READING TEXT>
....

HackerEarth Fashion Line problem solution

In this HackerEarth Fashion Line problem solution, Rachel works at a big fashion organization. There is a big event coming up and she has to select dresses for an exhibition.

She has N dresses numbered 1 to N. There is a total of 62 types of dresses, each represented by a different alphanumeric character (a-z, A-Z, 0-9). The N dresses are represented by a string S of length N of alphanumeric characters. The ith character of S denotes the type of the ith dress. Rachel will select two integers, A and B such that 1 <= A <= B <= N and take the dresses numbered from A to B to the exhibition.

Out of the 62 dress types, K dress types are special. Find the number of values of A and B possible such that the total number of special dresses of any type selected is at least L and at most R.

HackerEarth Fashion Line problem solution.

#include<bits/stdc++.h>
using namespace std;
int getCharId(char ch)
{
    if(ch>='a' && ch<='z')
        return ch-'a';
    else if(ch>='A' && ch<='Z')
        return ch-'A'+26;
    else if(ch>='0' && ch<='9')
        return ch-'0'+52;
    else
        return -1;
}
int main()
{
    int T;
    cin>>T;
    assert(1<=T && T<=100);
    while(T--)
    {
        char str[10001],special[10001];
        int N,mark[62]={0},K,i,L,R;
        cin>>N>>K>>L>>R;
        assert(1<=N  && N<=10000 && 1<=K && K<=62 && 0<=L && L<=N && 0<=R && R<=N && L<=R);
        cin>>str>>special;
        assert(strlen(str)==N);
        assert(strlen(special)==K);
        for(i=0;i<K;i++)

....

(Collected data)
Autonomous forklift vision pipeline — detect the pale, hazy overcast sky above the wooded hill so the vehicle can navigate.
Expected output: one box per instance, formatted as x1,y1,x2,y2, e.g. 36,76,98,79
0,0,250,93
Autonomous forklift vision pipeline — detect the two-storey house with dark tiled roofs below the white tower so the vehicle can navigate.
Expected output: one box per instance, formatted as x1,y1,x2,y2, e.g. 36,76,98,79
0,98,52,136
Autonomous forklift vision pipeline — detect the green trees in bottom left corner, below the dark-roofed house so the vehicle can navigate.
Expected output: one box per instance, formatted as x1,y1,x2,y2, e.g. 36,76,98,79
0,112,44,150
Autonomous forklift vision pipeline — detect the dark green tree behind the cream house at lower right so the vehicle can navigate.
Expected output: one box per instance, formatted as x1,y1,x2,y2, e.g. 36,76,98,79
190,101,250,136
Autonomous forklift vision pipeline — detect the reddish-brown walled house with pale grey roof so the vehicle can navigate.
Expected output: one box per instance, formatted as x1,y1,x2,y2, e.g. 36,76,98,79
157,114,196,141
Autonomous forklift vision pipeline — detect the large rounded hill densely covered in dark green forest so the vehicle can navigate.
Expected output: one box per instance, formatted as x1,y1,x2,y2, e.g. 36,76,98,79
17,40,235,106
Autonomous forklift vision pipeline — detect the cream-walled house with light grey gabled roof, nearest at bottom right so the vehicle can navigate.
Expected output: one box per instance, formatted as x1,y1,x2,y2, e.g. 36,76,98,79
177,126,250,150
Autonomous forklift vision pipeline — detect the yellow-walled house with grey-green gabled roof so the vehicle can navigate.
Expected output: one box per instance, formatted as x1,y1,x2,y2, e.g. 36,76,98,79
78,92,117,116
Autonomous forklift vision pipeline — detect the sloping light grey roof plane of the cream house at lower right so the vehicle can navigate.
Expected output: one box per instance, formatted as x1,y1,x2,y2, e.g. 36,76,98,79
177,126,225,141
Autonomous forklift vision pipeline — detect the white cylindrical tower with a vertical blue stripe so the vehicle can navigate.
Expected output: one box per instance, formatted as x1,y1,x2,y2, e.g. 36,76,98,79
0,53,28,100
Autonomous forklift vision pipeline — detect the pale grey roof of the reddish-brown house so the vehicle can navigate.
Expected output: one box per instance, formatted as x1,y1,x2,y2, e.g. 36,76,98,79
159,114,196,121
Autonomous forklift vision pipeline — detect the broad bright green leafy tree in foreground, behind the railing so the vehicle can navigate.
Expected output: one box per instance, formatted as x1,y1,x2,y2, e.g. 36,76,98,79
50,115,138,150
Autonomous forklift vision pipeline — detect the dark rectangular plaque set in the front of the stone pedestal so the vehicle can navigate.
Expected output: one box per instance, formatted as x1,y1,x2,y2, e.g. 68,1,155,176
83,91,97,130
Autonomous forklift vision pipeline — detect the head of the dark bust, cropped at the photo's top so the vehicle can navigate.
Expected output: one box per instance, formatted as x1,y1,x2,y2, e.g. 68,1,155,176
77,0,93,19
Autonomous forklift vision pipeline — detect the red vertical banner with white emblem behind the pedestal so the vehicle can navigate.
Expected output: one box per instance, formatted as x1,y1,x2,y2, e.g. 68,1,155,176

....

WORK INSTRUCTIONS>
**A)** According to the fashion line problem, how many types of dresses are there in total?
**B)** From the fashion line problem, retype the passage that begins at the words "Out of the 62" and ends after the words "if(ch>='0' && ch<='9')".

TASK SOLUTIONS>
**A)** 62

**B)**
Out of the 62 dress types, K dress types are special. Find the number of values of A and B possible such that the total number of special dresses of any type selected is at least L and at most R.

HackerEarth Fashion Line problem solution.

#include<bits/stdc++.h>
using namespace std;
int getCharId(char ch)
{
    if(ch>='a' && ch<='z')
        return ch-'a';
    else if(ch>='A' && ch<='Z')
        return ch-'A'+26;
    else if(ch>='0' && ch<='9')